**STATED TASK**:
How many lines in the entries below contain the word "distant"? Reply with the number alone.
[Begin EXCERPTED RECORDS]
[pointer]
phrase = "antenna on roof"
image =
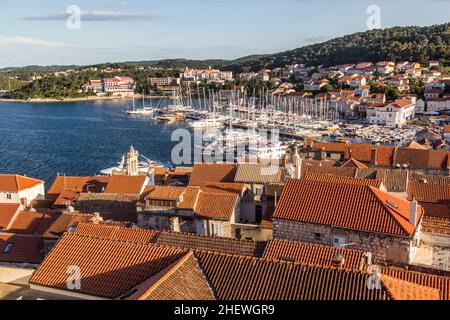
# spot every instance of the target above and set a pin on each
(389, 202)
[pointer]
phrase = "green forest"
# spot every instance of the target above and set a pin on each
(399, 43)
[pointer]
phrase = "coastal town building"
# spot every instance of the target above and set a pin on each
(326, 213)
(169, 273)
(209, 75)
(393, 115)
(164, 81)
(117, 85)
(17, 189)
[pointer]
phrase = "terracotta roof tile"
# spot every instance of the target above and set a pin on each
(184, 281)
(190, 197)
(436, 225)
(437, 210)
(245, 278)
(393, 179)
(15, 183)
(23, 248)
(164, 192)
(342, 179)
(336, 171)
(77, 185)
(66, 198)
(126, 184)
(273, 188)
(426, 192)
(313, 254)
(109, 268)
(216, 206)
(420, 159)
(65, 221)
(362, 152)
(7, 212)
(36, 223)
(117, 233)
(224, 187)
(203, 172)
(353, 163)
(347, 206)
(258, 173)
(431, 179)
(438, 282)
(402, 290)
(210, 243)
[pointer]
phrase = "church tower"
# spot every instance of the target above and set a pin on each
(132, 162)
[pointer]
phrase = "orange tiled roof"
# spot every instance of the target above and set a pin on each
(437, 210)
(362, 152)
(216, 206)
(353, 163)
(438, 282)
(66, 197)
(428, 178)
(109, 268)
(203, 172)
(77, 185)
(223, 187)
(416, 145)
(7, 212)
(25, 248)
(335, 171)
(258, 173)
(27, 222)
(16, 183)
(165, 192)
(402, 290)
(209, 243)
(246, 278)
(117, 233)
(64, 222)
(126, 184)
(436, 225)
(313, 254)
(417, 159)
(345, 206)
(427, 192)
(184, 281)
(342, 180)
(190, 197)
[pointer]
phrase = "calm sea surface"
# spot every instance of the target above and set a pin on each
(41, 140)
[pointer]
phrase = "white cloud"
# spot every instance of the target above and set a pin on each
(96, 16)
(17, 40)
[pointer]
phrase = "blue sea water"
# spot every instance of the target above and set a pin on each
(82, 138)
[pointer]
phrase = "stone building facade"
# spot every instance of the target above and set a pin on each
(383, 247)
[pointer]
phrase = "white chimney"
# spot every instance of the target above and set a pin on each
(413, 212)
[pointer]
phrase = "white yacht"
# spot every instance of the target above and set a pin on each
(207, 123)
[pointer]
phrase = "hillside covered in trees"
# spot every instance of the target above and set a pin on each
(399, 43)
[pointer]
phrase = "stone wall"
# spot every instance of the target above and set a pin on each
(384, 248)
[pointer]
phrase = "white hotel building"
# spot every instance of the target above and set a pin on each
(392, 115)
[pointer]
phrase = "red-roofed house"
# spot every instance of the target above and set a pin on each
(393, 115)
(20, 189)
(358, 216)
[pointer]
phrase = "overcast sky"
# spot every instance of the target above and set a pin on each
(36, 32)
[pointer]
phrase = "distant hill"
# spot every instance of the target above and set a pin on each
(398, 43)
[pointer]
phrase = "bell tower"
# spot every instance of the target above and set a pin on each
(132, 162)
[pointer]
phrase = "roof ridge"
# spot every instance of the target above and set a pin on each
(389, 210)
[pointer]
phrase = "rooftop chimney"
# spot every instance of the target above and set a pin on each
(413, 211)
(338, 260)
(175, 224)
(373, 157)
(97, 219)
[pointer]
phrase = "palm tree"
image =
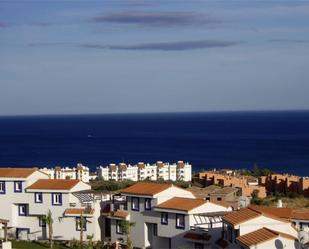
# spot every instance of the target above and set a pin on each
(81, 223)
(49, 221)
(126, 228)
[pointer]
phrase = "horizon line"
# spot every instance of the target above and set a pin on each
(150, 113)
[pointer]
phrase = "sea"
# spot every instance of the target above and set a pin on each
(278, 140)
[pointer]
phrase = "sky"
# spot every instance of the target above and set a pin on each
(72, 57)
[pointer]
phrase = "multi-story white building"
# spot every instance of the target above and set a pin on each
(141, 171)
(26, 195)
(80, 172)
(166, 216)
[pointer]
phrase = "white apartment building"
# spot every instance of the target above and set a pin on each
(166, 216)
(80, 172)
(26, 195)
(250, 228)
(141, 171)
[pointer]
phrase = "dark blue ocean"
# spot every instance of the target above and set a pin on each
(277, 140)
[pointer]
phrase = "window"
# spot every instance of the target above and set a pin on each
(56, 199)
(81, 223)
(22, 210)
(119, 229)
(42, 221)
(198, 246)
(147, 204)
(2, 187)
(18, 187)
(155, 230)
(164, 218)
(38, 197)
(180, 221)
(135, 204)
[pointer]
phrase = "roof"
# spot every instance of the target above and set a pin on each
(224, 191)
(120, 214)
(262, 235)
(78, 211)
(54, 184)
(181, 204)
(146, 188)
(240, 216)
(248, 213)
(203, 192)
(197, 236)
(284, 213)
(16, 172)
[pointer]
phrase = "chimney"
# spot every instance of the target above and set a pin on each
(279, 204)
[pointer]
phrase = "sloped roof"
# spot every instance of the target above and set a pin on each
(146, 188)
(240, 216)
(54, 184)
(262, 235)
(284, 213)
(248, 213)
(78, 211)
(120, 214)
(16, 172)
(181, 204)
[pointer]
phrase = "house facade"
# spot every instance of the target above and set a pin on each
(166, 216)
(80, 172)
(141, 171)
(26, 196)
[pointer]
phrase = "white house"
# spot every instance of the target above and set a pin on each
(252, 228)
(26, 195)
(80, 172)
(166, 216)
(141, 171)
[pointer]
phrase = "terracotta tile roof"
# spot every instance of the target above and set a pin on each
(78, 211)
(141, 165)
(146, 188)
(240, 216)
(252, 212)
(120, 214)
(262, 235)
(181, 204)
(180, 164)
(54, 184)
(222, 243)
(197, 236)
(16, 172)
(283, 213)
(113, 167)
(123, 166)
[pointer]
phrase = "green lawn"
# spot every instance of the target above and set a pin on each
(32, 245)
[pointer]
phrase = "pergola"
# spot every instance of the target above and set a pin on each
(5, 223)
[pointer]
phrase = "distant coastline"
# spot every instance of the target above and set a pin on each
(278, 140)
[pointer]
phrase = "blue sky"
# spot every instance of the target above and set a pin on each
(59, 57)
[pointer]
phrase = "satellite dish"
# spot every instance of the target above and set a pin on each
(243, 201)
(303, 237)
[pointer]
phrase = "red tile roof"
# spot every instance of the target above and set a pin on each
(146, 188)
(262, 235)
(78, 211)
(248, 213)
(54, 184)
(241, 216)
(181, 204)
(16, 172)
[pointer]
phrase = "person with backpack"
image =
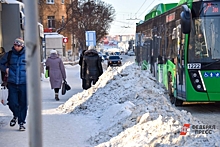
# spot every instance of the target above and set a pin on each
(57, 72)
(2, 53)
(14, 65)
(91, 67)
(80, 63)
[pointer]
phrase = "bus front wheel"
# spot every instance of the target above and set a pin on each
(173, 99)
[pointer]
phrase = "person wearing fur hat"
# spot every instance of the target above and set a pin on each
(14, 65)
(91, 67)
(57, 72)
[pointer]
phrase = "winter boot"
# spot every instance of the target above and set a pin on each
(57, 96)
(21, 127)
(13, 121)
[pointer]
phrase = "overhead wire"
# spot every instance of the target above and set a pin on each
(147, 8)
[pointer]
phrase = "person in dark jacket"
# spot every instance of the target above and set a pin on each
(2, 53)
(80, 63)
(91, 66)
(57, 72)
(16, 82)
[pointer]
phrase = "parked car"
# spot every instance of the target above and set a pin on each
(131, 53)
(105, 57)
(114, 60)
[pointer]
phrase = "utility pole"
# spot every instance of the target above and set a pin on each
(33, 73)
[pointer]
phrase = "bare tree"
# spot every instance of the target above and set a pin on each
(85, 15)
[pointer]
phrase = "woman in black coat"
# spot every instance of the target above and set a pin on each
(91, 67)
(80, 63)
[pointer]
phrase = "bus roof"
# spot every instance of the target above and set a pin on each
(159, 9)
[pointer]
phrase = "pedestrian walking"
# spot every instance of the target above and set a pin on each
(57, 72)
(91, 67)
(80, 63)
(15, 69)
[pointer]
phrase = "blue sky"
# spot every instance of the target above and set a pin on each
(128, 10)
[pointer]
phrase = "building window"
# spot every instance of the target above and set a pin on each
(51, 21)
(50, 1)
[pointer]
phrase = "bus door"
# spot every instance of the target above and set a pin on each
(149, 46)
(155, 55)
(180, 76)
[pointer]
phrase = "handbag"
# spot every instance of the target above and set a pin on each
(4, 95)
(65, 87)
(47, 72)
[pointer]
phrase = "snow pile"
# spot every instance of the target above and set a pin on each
(132, 109)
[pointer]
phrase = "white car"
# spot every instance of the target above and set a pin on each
(131, 53)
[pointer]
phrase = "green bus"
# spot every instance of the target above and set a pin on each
(181, 44)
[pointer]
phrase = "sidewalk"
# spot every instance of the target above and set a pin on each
(58, 129)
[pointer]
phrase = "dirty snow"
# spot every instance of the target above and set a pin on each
(132, 109)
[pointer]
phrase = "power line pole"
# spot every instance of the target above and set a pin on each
(33, 73)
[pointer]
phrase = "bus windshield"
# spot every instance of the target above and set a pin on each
(204, 41)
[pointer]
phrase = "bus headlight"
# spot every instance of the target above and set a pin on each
(194, 75)
(196, 80)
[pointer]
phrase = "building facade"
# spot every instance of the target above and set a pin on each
(52, 14)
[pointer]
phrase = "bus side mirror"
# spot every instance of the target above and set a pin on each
(185, 17)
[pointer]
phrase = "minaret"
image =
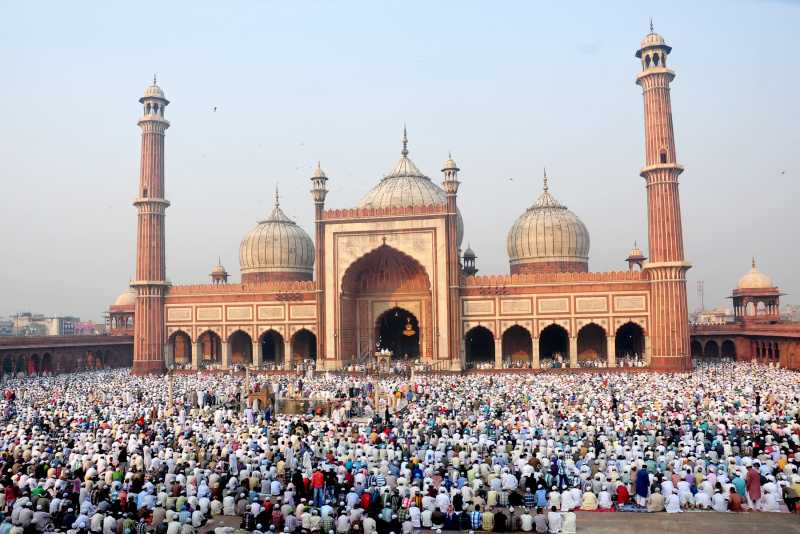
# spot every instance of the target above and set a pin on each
(319, 191)
(669, 321)
(150, 283)
(450, 185)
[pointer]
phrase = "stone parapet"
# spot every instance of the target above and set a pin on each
(553, 277)
(366, 213)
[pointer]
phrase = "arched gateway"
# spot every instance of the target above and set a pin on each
(385, 304)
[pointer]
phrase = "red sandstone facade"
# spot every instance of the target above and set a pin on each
(386, 273)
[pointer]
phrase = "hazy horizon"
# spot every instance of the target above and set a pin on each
(509, 88)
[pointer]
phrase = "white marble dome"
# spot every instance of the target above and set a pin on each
(406, 186)
(755, 279)
(277, 248)
(548, 233)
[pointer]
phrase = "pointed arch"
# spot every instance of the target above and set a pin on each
(554, 343)
(181, 344)
(479, 345)
(210, 348)
(629, 340)
(592, 343)
(304, 346)
(728, 349)
(241, 347)
(517, 346)
(397, 330)
(711, 349)
(272, 347)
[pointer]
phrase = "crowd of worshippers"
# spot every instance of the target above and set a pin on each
(109, 452)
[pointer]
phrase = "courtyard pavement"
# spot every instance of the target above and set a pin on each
(635, 523)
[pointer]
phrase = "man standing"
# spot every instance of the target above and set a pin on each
(554, 520)
(753, 482)
(642, 486)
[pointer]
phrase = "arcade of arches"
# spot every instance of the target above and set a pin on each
(54, 361)
(553, 346)
(269, 350)
(385, 304)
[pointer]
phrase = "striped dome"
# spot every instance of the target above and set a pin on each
(405, 186)
(276, 248)
(548, 233)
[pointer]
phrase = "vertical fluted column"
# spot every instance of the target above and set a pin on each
(669, 322)
(318, 192)
(319, 275)
(450, 184)
(150, 283)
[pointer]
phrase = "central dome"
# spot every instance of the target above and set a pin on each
(276, 249)
(548, 238)
(405, 186)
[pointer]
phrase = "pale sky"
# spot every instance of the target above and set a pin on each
(508, 87)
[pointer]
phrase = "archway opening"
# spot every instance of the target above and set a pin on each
(629, 341)
(241, 348)
(8, 365)
(33, 365)
(47, 364)
(304, 346)
(554, 345)
(181, 348)
(517, 346)
(479, 344)
(22, 365)
(271, 348)
(728, 349)
(592, 344)
(210, 348)
(385, 274)
(397, 330)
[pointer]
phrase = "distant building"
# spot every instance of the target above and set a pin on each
(60, 326)
(36, 324)
(756, 331)
(713, 316)
(29, 324)
(88, 328)
(6, 327)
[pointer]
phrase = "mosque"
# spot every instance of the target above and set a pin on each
(389, 276)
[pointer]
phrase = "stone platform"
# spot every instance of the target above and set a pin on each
(622, 522)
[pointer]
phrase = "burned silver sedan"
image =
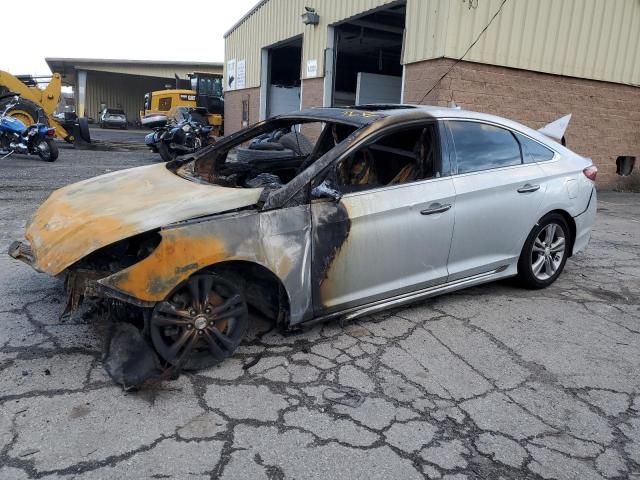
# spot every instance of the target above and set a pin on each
(325, 213)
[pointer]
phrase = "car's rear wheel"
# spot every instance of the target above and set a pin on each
(545, 252)
(201, 323)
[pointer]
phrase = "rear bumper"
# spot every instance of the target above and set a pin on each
(584, 223)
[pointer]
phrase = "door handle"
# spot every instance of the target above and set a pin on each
(435, 209)
(529, 188)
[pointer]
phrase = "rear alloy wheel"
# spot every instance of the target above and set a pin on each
(545, 252)
(201, 323)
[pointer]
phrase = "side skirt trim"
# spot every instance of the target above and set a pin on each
(355, 312)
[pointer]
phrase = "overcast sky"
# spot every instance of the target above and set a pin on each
(128, 29)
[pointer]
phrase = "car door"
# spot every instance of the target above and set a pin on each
(497, 198)
(386, 237)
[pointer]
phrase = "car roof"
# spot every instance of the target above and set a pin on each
(362, 115)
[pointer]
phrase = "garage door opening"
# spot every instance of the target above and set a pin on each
(284, 78)
(368, 58)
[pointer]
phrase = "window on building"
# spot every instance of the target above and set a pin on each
(533, 151)
(400, 157)
(480, 146)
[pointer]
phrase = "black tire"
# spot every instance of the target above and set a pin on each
(534, 252)
(32, 109)
(50, 154)
(297, 142)
(83, 129)
(201, 323)
(165, 153)
(247, 155)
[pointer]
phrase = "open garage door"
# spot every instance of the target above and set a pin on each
(283, 94)
(368, 57)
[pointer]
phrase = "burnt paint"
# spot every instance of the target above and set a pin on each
(331, 226)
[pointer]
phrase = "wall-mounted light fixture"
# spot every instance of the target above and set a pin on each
(310, 16)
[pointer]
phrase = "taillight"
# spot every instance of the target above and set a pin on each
(591, 172)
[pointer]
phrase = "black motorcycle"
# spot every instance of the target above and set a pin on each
(185, 131)
(16, 137)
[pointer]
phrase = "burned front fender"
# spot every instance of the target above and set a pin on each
(278, 240)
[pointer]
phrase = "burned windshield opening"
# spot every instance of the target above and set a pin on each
(269, 155)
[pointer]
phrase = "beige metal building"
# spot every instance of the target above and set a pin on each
(99, 83)
(538, 60)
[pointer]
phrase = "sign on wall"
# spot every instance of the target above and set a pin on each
[End EXCERPTED RECORDS]
**FINAL RESULT**:
3